Work to do.
Print the entire listing below, reproducing every line without any change.

Start Given records

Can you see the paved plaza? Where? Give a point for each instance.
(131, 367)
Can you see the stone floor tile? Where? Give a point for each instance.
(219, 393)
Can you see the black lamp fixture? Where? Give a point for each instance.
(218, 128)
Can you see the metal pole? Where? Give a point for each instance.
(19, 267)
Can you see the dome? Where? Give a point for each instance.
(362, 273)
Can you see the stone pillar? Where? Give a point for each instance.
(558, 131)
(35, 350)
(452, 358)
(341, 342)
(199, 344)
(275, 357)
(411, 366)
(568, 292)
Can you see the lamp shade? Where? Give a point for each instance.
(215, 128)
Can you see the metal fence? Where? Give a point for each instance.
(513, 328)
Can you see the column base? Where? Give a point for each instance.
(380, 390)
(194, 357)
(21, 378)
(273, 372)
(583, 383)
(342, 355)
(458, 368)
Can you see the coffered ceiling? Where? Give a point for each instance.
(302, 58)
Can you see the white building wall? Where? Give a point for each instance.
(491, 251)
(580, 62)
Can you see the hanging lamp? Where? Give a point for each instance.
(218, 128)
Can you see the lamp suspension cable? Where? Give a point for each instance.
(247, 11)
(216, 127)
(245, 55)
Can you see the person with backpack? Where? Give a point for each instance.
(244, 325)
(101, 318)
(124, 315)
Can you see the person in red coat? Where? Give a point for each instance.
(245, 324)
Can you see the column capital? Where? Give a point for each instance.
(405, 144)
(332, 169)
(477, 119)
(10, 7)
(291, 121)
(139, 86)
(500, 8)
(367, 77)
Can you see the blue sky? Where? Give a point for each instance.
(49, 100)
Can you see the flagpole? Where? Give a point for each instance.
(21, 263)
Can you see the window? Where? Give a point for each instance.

End Given records

Written answer.
Can you see the paved plaza? Where? Give a point for each instance.
(131, 367)
Can you see the stone floor tile? Where? Give a point for each instance.
(219, 393)
Can you see the black lamp fixture? Where? Give a point for each instance.
(218, 128)
Can you see the metal pole? Where? Give a point for each instance.
(19, 267)
Can you see the dome? Where? Give a point for each instance.
(362, 273)
Can you see the stone pillar? Where? Give a point for each instance.
(558, 131)
(35, 350)
(452, 358)
(341, 342)
(199, 344)
(275, 357)
(411, 366)
(568, 292)
Can you see the lamp shade? Where? Give a point for each instance.
(215, 128)
Can you see the metal fence? Where? Give a point for each instance.
(513, 328)
Can you see the column base? Where? Give a point for each instance.
(380, 390)
(194, 357)
(21, 378)
(273, 372)
(583, 383)
(342, 355)
(458, 368)
Can you see the coffered ceiling? Where? Give a point for each instance.
(302, 58)
Can you see the white building wall? Where? Give a point for each instance.
(491, 251)
(580, 62)
Can you see the hanging lamp? Where? Give a point for each instance.
(218, 128)
Can you see the lamp suspension cable? Where? Give a point for each instance.
(247, 11)
(216, 127)
(245, 55)
Can you see the person with backpack? Where? Give a point for each instance.
(244, 325)
(101, 318)
(124, 315)
Can you see the person in red coat? Where? Give a point for each instance.
(245, 324)
Can you see the column capital? Where? Give a point for each instance.
(405, 144)
(332, 169)
(477, 119)
(10, 7)
(291, 121)
(139, 86)
(500, 8)
(367, 77)
Can you see the blue sky? Where? Give a point for each instance.
(49, 100)
Can you see the flagpole? Where? Give a point for each instance.
(21, 263)
Can you see the window? Where? Give a point for each instance.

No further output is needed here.